--- START ---
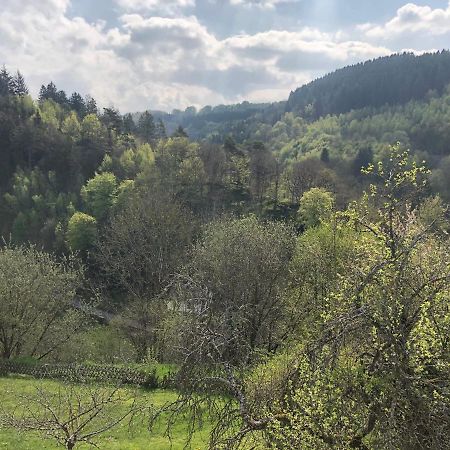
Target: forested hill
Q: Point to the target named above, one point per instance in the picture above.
(391, 80)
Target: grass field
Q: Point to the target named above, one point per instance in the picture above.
(119, 438)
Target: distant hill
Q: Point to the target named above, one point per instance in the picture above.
(390, 80)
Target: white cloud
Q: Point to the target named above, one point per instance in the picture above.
(411, 19)
(164, 62)
(263, 4)
(161, 6)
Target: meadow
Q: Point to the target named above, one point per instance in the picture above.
(122, 437)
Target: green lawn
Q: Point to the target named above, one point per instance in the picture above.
(119, 438)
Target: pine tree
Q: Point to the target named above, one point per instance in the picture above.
(5, 82)
(91, 105)
(146, 127)
(161, 130)
(76, 102)
(18, 84)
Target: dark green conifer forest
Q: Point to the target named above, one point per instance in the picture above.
(283, 268)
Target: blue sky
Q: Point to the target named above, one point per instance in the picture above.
(165, 54)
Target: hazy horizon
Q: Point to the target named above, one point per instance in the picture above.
(165, 55)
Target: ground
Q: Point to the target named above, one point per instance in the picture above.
(119, 438)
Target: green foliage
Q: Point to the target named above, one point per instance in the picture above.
(316, 205)
(37, 292)
(99, 195)
(81, 232)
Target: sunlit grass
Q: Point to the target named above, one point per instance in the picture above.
(123, 437)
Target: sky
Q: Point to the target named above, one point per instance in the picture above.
(164, 54)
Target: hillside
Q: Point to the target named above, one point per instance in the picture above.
(391, 80)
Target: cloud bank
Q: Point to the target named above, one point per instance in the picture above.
(159, 55)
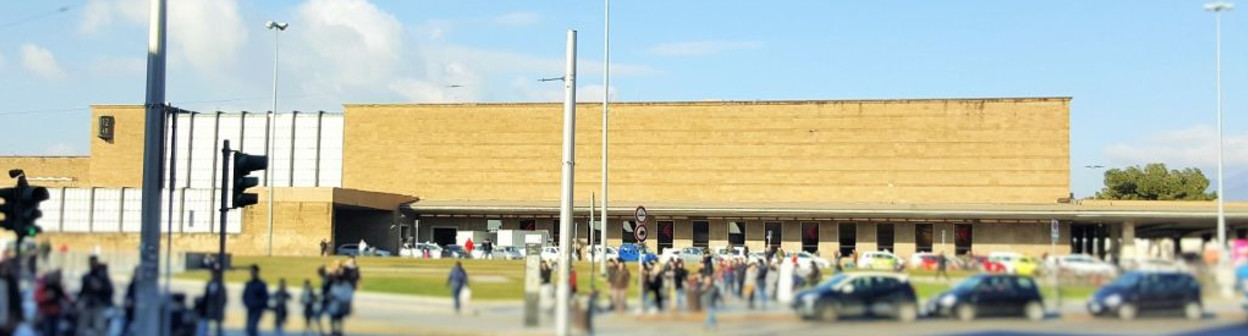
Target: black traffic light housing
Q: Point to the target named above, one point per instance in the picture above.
--- END ---
Render the listing as a numbered list, from the line with "Target: hazy horizon" up to and including its final line. Skip blank lines and leave the pictures out.

1. Target: hazy horizon
2. Q: Point to the target named above, one point per instance in the picture above.
3. (165, 55)
4. Target: ground
5. Q: Point to the target named above, one point per instance in the picture above.
6. (119, 438)
7. Target: green foliage
8. Q: Point to the target named above, one point per instance in the picture above.
9. (316, 205)
10. (37, 292)
11. (99, 195)
12. (81, 232)
13. Target: sunlit grass
14. Q: Point to the target named above, one point per instance in the picture above.
15. (123, 437)
16. Target: sky
17. Q: Point to the target named above, one point per instance in the picture above.
18. (164, 54)
19. Target: hillside
20. Q: Point to the target named above, one point per instance in the picture above.
21. (391, 80)
22. Target: cloud bank
23. Q: Point to the target named above, one point per instance in the picture above.
24. (159, 55)
25. Target: black traffic light housing
26. Q: Point to the target named above, one point per instance in the picture above.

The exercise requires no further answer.